### Your goal
Your task is to repeat the entries underneath exactly, minus the pictures.

### Exercise materials
※

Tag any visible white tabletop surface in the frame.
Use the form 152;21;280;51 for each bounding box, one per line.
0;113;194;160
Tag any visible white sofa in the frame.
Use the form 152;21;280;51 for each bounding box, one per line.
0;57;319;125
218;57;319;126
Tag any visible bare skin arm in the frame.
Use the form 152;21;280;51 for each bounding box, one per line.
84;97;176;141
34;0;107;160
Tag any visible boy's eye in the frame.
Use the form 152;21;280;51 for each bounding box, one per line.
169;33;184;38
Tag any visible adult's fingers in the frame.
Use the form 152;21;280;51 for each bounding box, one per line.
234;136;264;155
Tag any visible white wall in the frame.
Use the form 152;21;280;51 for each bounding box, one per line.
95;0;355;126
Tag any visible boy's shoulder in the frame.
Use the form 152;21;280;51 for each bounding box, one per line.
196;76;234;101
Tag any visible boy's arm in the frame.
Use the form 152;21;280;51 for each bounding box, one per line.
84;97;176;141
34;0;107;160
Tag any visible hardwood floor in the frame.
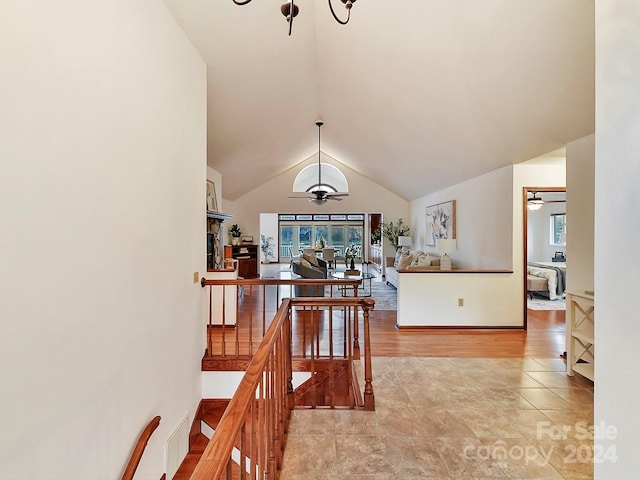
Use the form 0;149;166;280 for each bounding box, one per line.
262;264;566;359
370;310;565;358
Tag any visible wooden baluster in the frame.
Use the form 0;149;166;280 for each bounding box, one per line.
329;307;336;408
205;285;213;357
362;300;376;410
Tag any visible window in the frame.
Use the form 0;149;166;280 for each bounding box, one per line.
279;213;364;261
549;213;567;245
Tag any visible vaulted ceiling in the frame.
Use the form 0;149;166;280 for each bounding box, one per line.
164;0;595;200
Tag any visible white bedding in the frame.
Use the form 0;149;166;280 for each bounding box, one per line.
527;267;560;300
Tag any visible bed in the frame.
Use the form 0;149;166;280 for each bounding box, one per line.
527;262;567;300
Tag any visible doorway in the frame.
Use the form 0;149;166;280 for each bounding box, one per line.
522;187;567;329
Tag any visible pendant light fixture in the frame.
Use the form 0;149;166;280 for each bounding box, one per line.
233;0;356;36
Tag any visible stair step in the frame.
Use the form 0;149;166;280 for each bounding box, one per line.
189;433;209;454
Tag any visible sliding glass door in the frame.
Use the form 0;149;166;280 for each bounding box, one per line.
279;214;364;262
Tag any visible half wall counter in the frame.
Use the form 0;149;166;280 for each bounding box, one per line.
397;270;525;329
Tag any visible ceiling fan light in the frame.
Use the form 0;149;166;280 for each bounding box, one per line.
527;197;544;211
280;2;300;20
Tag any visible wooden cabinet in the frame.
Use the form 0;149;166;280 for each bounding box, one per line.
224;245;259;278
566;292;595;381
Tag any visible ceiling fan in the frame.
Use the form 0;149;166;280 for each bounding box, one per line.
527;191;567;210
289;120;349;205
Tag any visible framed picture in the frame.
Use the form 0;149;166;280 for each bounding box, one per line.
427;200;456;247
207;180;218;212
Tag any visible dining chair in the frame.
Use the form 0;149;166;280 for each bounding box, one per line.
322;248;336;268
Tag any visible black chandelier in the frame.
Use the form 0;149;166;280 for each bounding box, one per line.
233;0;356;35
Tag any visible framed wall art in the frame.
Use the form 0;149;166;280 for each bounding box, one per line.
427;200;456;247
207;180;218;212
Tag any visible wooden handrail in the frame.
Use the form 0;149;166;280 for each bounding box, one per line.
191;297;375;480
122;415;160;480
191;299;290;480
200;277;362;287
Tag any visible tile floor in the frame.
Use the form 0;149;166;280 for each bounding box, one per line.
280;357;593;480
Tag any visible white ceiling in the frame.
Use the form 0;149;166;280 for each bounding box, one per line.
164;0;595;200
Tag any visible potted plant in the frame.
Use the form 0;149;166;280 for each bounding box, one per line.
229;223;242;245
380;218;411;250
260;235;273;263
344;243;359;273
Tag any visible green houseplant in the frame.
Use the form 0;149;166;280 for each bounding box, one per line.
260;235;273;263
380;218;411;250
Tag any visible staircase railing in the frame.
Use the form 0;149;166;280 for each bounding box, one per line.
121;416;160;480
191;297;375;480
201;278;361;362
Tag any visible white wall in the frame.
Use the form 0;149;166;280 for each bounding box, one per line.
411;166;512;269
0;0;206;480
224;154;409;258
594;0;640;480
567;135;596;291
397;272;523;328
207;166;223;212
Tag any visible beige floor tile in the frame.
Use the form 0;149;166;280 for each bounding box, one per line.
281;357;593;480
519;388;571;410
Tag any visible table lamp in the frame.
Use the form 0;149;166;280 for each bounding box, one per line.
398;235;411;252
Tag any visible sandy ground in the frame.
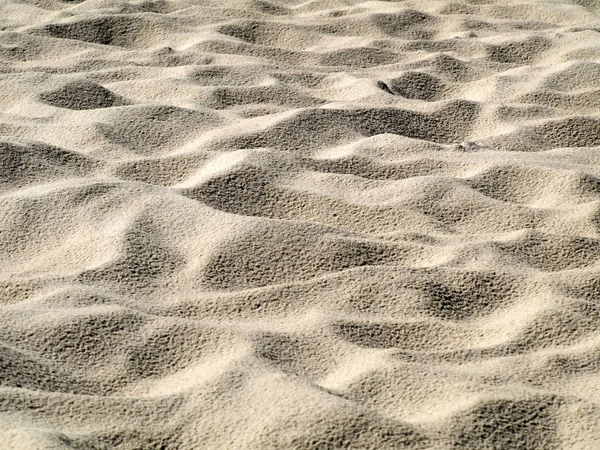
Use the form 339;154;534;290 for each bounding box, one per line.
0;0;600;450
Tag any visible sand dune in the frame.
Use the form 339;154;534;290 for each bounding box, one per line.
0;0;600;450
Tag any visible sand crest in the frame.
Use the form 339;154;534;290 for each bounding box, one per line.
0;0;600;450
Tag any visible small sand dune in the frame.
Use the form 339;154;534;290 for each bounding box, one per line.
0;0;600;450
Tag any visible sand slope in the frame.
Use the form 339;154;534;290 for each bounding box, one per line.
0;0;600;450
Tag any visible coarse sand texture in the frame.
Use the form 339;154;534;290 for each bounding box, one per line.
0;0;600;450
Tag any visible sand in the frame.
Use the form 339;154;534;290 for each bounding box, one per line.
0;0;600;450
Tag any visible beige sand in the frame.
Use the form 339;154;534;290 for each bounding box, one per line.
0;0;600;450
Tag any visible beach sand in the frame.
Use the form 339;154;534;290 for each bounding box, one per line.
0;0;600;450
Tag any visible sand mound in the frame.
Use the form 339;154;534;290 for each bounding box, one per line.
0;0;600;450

※

### Solution
Tag any visible white tabletop surface in the frame.
Use the form 152;21;280;51 for each bounding box, one per line.
0;113;194;160
Tag any visible white sofa in the frame.
Use the form 152;21;280;51 for each bounding box, one per line.
0;57;319;125
218;57;319;126
Tag any visible bare skin arm in the frame.
Use the form 152;21;280;51 for each bounding box, one per line.
84;97;176;141
34;0;107;160
Tag any visible boy's eye in the frame.
Use the form 152;21;280;51 for each bounding box, one per line.
169;33;184;38
Tag any visible adult's fingers in the frame.
Use the form 152;21;280;51 for each bounding box, one per line.
234;136;264;155
Tag any visible white wall in the frame.
Use the form 152;21;280;51 for each bounding box, one per line.
95;0;355;126
Tag any visible boy's shoulder in the frame.
Use the form 152;21;280;51 for each bounding box, one per line.
196;76;234;101
Tag any visible boy's arm in the frame.
Use the form 152;21;280;51 for each bounding box, one per line.
84;97;176;141
34;0;107;160
Tag any visible hardwood floor in the frame.
Use the form 0;149;166;280 for each bounding box, one per line.
262;264;566;359
370;310;565;358
Tag any visible wooden baluster in the frame.
Use the form 0;149;166;280 for each bounding box, one per line.
329;307;336;408
205;285;213;357
362;300;376;410
Tag any visible window in the frame.
Use the form 0;149;166;280 for each bounding box, one per line.
279;213;364;261
549;213;567;245
Tag any visible vaulted ceiling in the frame.
Use the form 0;149;166;280 for each bounding box, one per line.
164;0;595;200
Tag any visible white bedding in the frame.
Use the form 0;149;166;280 for each bounding box, one per line.
527;267;560;300
Tag any visible bed in the frame.
Use the form 0;149;166;280 for each bounding box, one per line.
527;262;567;300
Tag any visible doorway in the frame.
Use the form 0;149;166;280 for each bounding box, one per line.
522;187;567;329
Tag any visible pendant light fixture in the frame.
Use the form 0;149;166;280 for each bounding box, one per line.
233;0;356;36
Tag any visible stair step in the frame.
Use the form 0;149;166;280 for each bounding box, one per line.
189;433;209;454
Tag any visible sliding glass door in the frame.
Use the form 0;149;166;280 for each bounding box, one per line.
279;214;364;262
Tag any visible half wall counter in the frame.
Use the form 0;149;166;280 for each bounding box, one per line.
397;270;525;329
Tag any visible ceiling fan light in the frame.
Use the form 0;149;166;280 for each bounding box, one per line.
527;197;544;211
280;2;300;20
Tag any visible wooden cabinet in the frame.
Use the form 0;149;166;280 for each bounding box, one per line.
224;245;259;278
566;292;595;381
Tag any visible ceiling fan in the frame.
Use the form 0;149;166;280 for each bounding box, one per line.
527;191;567;210
289;120;349;205
Tag any visible framed picture in the frame.
Use the form 0;149;166;280 for each bounding box, one per line.
427;200;456;247
207;180;218;212
Tag any visible dining chair in the frame.
Use the form 0;149;166;280 for each bounding box, one per line.
322;248;336;268
Tag any visible black chandelier in the frame.
Use the form 0;149;166;280 for each bounding box, one per line.
233;0;356;35
Tag any visible framed wall art in the frame.
Use the form 0;149;166;280 for each bounding box, one per line.
427;200;456;247
207;180;218;212
Tag any visible wooden handrail in the frame.
Use the form 0;149;166;280 for each bounding box, one per line.
191;297;375;480
122;415;160;480
191;299;290;480
200;277;362;287
Tag any visible tile floor in the frame.
Use the form 0;149;166;280 for each bounding box, one per line.
280;357;593;480
Tag any visible white ceiling in the frame.
Use the form 0;149;166;280 for each bounding box, one per line.
164;0;595;200
Tag any visible potted plant in the frame.
Use the form 0;149;166;280 for each bounding box, one per line.
229;223;242;245
380;218;411;250
260;235;273;263
344;243;359;273
Tag any visible green houseplant in the frame.
Use the form 0;149;166;280 for each bounding box, one per line.
260;235;273;263
380;218;411;250
Tag any visible staircase railing in the frame.
Use the form 0;149;166;280 for each bounding box, one per line.
121;416;160;480
191;297;375;480
201;278;361;362
Tag any visible white wall in the frame.
Use the form 0;149;166;280 for each bounding box, one per line.
411;166;512;269
0;0;206;480
224;154;409;258
594;0;640;480
567;135;596;291
397;272;523;328
207;166;223;212
Tag any visible beige floor tile in the frame.
Use the form 0;149;166;280 for each bounding box, one per line.
281;357;593;480
519;388;571;410
Tag any visible table lamp in the frame.
Use the form 0;149;166;280 for each bounding box, one per line.
398;235;411;252
Tag any visible sandy ground in the frame.
Use the form 339;154;534;290 for each bounding box, one per line.
0;0;600;450
Tag any visible sand dune in the frame.
Use the form 339;154;534;290 for each bounding box, one per line.
0;0;600;450
Tag any visible sand crest in the frame.
Use the form 339;154;534;290 for each bounding box, one per line.
0;0;600;450
Tag any visible small sand dune in the frame.
Use the form 339;154;534;290 for each bounding box, one per line.
0;0;600;450
Tag any visible sand slope in the frame.
Use the form 339;154;534;290 for each bounding box, one per line.
0;0;600;450
Tag any visible coarse sand texture in the frame.
Use the form 339;154;534;290 for each bounding box, one per line.
0;0;600;450
Tag any visible sand in the frame.
Use the form 339;154;534;290 for each bounding box, one per line.
0;0;600;450
Tag any visible beige sand in the frame.
Use the form 339;154;534;290 for each bounding box, one per line.
0;0;600;450
Tag any visible beach sand in the frame.
Use the form 339;154;534;290 for each bounding box, one per line.
0;0;600;450
Tag any visible sand mound in the frame.
Use the form 339;154;534;290 for each bounding box, one per line.
0;0;600;450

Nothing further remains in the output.